WHAT NEEDS TO BE DONE: Could the lines from the one with "Detection query: is any marble" through the end of the listing be restated exactly, with nothing else included?

┄┄┄┄┄┄

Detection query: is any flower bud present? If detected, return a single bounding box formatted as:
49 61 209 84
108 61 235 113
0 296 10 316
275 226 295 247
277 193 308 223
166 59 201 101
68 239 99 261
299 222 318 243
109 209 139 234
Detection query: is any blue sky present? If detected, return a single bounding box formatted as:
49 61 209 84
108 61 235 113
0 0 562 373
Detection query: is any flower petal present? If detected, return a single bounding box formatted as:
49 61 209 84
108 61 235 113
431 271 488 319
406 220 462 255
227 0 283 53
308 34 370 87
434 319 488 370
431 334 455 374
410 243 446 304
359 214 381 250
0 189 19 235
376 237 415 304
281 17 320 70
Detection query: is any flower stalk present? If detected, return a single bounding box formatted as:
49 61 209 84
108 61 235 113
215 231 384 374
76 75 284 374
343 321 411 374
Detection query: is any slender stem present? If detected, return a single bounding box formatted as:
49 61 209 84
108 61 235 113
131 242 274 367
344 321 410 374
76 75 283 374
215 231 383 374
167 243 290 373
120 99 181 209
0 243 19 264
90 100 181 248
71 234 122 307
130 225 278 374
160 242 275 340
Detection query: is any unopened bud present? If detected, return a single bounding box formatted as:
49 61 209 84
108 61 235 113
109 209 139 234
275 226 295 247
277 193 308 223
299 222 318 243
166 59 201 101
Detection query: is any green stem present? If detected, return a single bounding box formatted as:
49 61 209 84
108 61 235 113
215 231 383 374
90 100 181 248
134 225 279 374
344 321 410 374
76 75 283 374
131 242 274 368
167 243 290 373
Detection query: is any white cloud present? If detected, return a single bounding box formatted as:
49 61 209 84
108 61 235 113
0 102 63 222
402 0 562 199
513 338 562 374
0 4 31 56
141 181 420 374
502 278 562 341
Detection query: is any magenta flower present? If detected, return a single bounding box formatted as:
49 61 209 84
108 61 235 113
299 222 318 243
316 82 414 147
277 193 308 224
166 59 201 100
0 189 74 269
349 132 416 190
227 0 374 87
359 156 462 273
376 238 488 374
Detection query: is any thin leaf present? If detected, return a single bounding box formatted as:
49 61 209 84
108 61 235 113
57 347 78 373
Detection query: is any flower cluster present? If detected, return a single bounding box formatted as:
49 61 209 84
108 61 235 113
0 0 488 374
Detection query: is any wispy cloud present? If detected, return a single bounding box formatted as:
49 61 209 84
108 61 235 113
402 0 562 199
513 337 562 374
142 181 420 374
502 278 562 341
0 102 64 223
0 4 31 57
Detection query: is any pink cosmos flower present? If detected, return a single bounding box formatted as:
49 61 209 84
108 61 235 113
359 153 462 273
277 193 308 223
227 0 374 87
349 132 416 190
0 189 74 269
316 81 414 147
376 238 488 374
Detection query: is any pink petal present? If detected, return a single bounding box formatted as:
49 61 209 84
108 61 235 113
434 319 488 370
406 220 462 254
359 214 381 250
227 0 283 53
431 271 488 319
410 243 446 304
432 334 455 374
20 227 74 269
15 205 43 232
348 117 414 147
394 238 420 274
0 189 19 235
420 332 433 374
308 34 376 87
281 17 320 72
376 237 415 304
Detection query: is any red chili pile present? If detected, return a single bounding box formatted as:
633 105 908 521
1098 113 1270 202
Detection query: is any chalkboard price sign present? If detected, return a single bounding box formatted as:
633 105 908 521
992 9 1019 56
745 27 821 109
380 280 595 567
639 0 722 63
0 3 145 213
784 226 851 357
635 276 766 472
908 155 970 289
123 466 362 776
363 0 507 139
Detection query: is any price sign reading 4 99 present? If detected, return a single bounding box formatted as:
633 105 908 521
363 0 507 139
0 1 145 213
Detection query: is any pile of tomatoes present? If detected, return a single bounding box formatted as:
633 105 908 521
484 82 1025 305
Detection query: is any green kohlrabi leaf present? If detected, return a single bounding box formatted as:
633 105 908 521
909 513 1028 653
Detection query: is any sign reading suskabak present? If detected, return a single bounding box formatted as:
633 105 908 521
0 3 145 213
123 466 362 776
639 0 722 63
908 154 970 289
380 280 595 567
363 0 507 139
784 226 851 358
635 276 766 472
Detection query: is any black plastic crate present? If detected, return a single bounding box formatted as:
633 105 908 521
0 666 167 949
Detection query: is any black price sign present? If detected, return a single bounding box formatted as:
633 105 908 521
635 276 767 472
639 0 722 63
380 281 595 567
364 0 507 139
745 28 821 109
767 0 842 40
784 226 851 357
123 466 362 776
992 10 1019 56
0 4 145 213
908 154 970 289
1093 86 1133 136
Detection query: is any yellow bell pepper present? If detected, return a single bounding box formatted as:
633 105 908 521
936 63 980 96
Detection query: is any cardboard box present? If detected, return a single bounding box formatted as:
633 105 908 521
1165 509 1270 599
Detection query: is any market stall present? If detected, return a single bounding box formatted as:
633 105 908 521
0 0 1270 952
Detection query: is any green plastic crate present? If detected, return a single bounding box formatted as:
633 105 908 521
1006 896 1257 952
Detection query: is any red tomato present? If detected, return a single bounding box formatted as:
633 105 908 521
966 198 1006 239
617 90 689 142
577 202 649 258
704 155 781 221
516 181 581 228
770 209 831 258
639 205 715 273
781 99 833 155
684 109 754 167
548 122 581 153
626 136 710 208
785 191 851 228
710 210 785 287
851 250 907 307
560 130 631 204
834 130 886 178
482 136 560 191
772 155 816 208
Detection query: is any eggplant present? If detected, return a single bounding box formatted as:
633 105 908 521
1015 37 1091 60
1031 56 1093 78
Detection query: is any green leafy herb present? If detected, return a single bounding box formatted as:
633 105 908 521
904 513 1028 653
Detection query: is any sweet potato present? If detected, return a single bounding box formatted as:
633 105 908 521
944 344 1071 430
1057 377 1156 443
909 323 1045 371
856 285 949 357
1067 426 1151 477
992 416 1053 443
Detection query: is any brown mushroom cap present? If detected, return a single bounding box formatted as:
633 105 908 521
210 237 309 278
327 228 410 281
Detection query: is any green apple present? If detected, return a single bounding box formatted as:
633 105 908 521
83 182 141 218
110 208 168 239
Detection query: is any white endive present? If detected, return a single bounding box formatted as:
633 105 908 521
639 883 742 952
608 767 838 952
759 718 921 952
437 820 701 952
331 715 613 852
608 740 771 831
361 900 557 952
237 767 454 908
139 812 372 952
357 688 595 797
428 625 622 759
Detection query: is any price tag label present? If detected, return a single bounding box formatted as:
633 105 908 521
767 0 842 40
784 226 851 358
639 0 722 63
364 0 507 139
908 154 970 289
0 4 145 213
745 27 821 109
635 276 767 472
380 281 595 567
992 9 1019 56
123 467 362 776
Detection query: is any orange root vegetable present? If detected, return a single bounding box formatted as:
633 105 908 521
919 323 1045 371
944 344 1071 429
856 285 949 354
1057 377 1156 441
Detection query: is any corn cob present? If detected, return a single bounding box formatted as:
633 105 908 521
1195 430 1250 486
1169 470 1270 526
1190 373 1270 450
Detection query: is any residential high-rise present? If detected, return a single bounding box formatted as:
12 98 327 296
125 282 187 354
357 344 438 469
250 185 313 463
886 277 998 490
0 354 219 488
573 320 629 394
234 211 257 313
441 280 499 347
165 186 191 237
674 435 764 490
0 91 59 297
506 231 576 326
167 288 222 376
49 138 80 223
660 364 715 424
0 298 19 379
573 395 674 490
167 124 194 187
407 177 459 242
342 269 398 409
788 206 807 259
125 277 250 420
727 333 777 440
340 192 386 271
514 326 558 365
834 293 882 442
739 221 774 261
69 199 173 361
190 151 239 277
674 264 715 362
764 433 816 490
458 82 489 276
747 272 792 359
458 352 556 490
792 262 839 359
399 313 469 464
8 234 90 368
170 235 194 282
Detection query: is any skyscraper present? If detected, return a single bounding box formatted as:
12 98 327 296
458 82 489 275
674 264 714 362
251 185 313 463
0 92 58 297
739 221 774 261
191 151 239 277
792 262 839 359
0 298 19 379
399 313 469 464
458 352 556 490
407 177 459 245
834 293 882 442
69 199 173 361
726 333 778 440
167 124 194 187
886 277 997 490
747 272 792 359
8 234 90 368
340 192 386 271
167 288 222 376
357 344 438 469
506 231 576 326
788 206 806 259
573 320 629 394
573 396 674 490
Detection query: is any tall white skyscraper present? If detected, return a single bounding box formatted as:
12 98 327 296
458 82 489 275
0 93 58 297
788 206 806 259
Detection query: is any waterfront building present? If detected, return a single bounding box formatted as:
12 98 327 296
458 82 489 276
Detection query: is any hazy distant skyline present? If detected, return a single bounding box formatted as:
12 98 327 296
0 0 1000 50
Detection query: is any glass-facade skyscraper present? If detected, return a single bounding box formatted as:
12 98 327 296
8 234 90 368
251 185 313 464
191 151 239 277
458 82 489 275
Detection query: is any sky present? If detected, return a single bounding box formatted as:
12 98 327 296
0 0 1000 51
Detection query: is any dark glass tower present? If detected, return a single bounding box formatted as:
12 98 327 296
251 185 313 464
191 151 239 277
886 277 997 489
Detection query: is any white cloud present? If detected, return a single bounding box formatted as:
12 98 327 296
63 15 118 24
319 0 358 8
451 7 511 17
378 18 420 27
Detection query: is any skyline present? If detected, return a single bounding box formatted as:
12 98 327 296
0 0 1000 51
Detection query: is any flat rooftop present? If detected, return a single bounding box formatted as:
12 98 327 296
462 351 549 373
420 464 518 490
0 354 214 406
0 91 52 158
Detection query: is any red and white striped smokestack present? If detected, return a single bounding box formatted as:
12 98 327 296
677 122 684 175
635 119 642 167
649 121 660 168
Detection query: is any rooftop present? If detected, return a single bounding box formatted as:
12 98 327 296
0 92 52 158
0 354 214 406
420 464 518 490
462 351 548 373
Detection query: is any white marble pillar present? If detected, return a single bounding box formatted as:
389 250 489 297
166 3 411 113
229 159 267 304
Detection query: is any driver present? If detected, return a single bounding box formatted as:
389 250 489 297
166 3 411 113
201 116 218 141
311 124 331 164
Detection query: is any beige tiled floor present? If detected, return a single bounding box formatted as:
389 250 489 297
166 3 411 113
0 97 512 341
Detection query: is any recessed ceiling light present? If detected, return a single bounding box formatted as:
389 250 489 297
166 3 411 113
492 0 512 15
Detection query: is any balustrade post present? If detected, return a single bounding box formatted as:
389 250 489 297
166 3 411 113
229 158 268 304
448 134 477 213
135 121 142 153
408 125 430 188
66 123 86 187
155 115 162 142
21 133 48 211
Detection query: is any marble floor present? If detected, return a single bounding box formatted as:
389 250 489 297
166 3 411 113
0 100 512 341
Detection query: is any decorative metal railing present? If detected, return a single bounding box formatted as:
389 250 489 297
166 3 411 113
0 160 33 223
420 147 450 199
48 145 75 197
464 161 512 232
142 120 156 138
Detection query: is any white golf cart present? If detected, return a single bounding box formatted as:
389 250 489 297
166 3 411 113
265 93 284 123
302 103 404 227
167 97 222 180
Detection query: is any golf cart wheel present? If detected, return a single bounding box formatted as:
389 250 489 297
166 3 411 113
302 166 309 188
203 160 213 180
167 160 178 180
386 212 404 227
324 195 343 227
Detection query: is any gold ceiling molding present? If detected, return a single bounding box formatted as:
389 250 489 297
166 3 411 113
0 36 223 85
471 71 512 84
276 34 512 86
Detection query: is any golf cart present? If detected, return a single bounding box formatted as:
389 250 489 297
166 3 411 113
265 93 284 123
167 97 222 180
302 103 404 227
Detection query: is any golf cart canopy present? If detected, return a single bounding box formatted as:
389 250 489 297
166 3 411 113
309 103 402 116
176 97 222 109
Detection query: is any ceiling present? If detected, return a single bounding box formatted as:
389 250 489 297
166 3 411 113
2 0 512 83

┄┄┄┄┄┄

RESPONSE TO THE TASK:
Detection query: is any marble floor present? If detected, return a single bounding box formatted as:
389 250 489 297
166 3 411 113
0 100 512 341
Detection query: is any decorative metal railing present? If detected, return a single bounding box formatted as:
389 250 489 297
166 3 411 113
0 160 33 223
420 147 450 199
48 145 75 197
464 161 512 232
142 120 156 138
Detection query: is any white golf cart present? If detected, return a single bounding box formatted as:
389 250 489 297
166 3 411 113
265 93 284 123
302 103 404 227
167 97 222 180
Detection query: is any golf cart wheel present? If detected, return a single bounding box formatted as:
389 250 489 297
166 3 411 113
302 166 309 188
203 160 213 180
167 160 178 180
386 212 404 227
324 195 343 227
Detection query: is any gold ceiling molding present? If detected, return a single bounding box formatted as:
389 250 489 297
166 3 411 113
0 36 223 85
471 71 512 84
276 34 512 86
Detection query: is any golf cart present? If detected, return a single bounding box formatted as:
389 250 489 297
166 3 411 113
265 93 284 123
167 97 222 180
302 103 404 227
Detection query: is any golf cart canopy present? If detected, return a single bounding box formatted as:
389 250 489 297
166 3 411 113
309 103 402 116
176 97 222 109
Detection query: is any ceiling present? If detected, return a single bounding box formatted as:
389 250 489 297
166 3 411 113
2 0 512 83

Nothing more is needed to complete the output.